● PROBLEM: Update the rows below by replacing each "instance" with "occurrence", leaving everything else as it is. Omit the pictures from your answer.

● GIVEN ENTRIES:
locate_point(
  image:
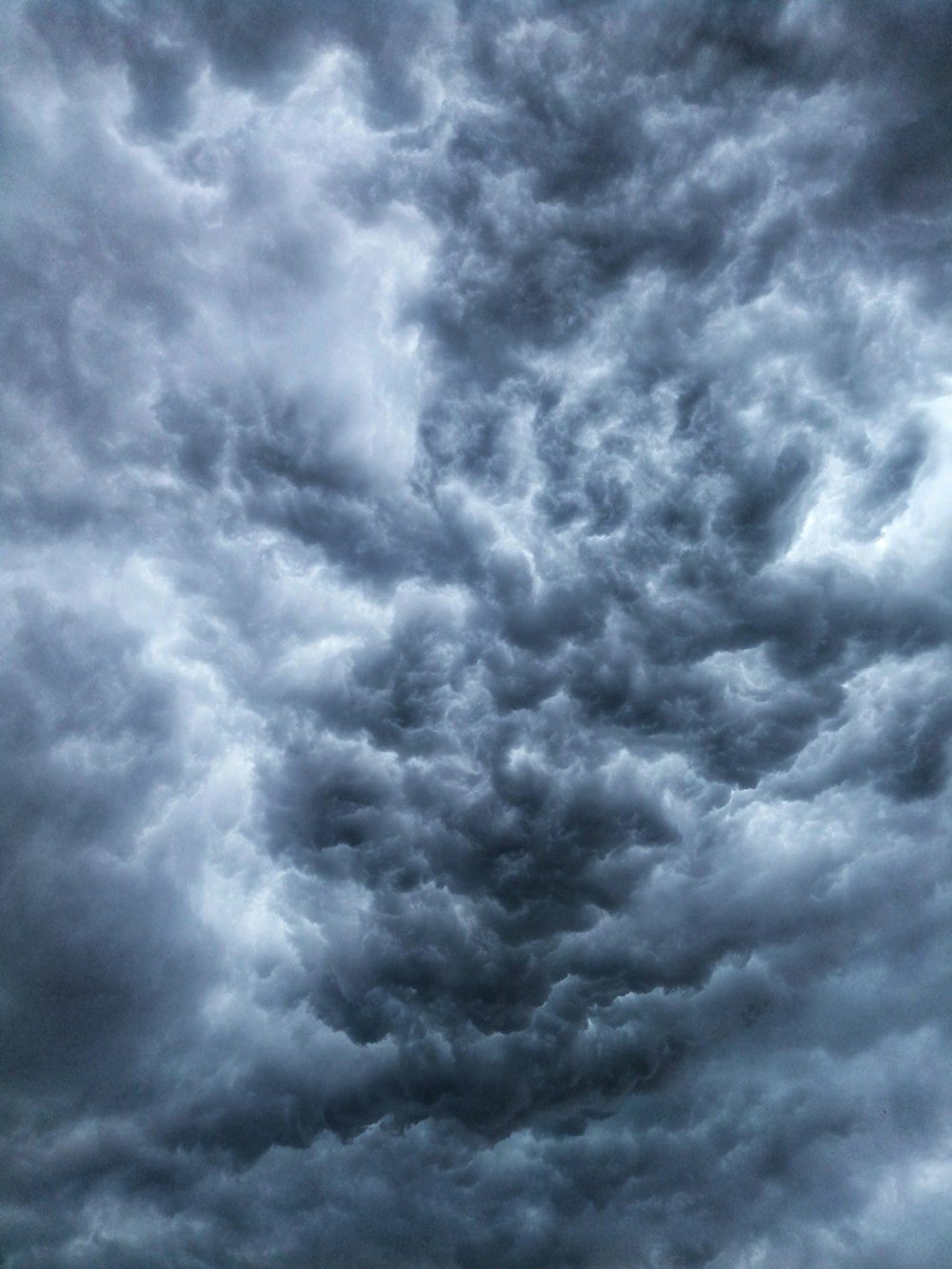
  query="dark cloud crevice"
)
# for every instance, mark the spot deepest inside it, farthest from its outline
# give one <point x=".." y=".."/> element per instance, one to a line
<point x="476" y="716"/>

● ANSWER TO THIS EXERCISE:
locate_point(
  image:
  query="dark cloud crevice"
)
# for every occurrence, mark the spot deepest inside it, farthest from its outline
# give one <point x=".." y=".."/> element per occurrence, one to a line
<point x="476" y="716"/>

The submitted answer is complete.